→ EXCERTO SELECIONADO
- - - - -

Em 28 de Março de 2008 fui à Casa da Música ouvir a Orquestra Nacional do Porto, dirigida nesse dia pelo maestro António Saiote, que além de português, coisa rara ali, também é um clarinetista virtuoso.

 

O programa era extremamente aliciante, com obras de Luís de Freitas Branco –“Antero de Quental”–, Mozart – “Concerto para clarinete e orquestra K. 622 “ e – Beethoven – “Sinfonia N. º 5” op. 67.

 

Fiquei na fila D – Sul, um pouco à frente e à direita do auditório e, não fora ter de acertar os óculos e curvar-me 75 graus e uns minutos para conseguir ver o número da minha cadeira, tudo, desta vez, tinha corrido muito bem.

 

A sala estava como um ovo muito bem recheado, mas na fila E, mesmo atrás de mim, havia dois lugares vazios, seguidos de um lugar cheio com um sujeito de meia-idade e cara bastante luzidia que tinha do seu outro lado mais um lugar vazio, onde ele pôs, o cachecol que me pareceu ser azul. Quase garanto que era azul.

- - - - -

Registos de anotação de pontos
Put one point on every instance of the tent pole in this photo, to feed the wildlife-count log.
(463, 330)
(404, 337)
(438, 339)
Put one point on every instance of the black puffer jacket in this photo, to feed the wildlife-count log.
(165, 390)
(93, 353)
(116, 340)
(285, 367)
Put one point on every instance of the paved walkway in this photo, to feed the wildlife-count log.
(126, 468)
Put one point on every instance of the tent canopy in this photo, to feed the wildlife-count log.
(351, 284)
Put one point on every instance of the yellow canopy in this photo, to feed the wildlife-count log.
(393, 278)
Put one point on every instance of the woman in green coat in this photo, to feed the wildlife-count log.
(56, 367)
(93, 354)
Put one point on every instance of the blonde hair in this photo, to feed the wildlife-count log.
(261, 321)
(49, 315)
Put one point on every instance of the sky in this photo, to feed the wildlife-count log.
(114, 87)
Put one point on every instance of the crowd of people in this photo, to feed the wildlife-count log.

- - - - -

→ REQUISITOS DAS TAREFAS
1 - No excerto sobre o concerto, que maestro dirigiu a Orquestra Nacional do Porto?
2 - Prossegue o excerto sobre o concerto a partir da última frase.
Estes registos vêm de outra fonte.

→ RESULTADOS POR TAREFA
1 - O maestro António Saiote.

2 -
 

Com toda a Orquestra a dar os retoques desordenados da praxe, o que eu, aliás, adoro ouvir, fez-se suavemente a penumbra para o acerto final ditado pelo violino padrão e ninguém veio ocupar os "dois mais um" lugares contíguos ao referido senhor.

Mil coisas podem ter acontecido para que ele tivesse a sorte de estar assim tão à larga e uma, confesso que um tanto tonta, que me veio à cabeça foi que ele fosse um excêntrico que tivesse comprado quatro bilhetes só para si para não ter ninguém a ofuscá-lo e ser bem visível de qualquer ponto da sala. Bom, adiante.

 

1.ª Parte

 

Entra ligeiro Saiote para o seu elevado posto gradeado e, após o habitual silêncio absoluto, logo se começam a ouvir os primeiros acordes do poema sinfónico “Antero de Quental”, uma obra muito bonita do português Luís de Freitas Branco que eu desconhecia e que não me recordo antes ter ouvido.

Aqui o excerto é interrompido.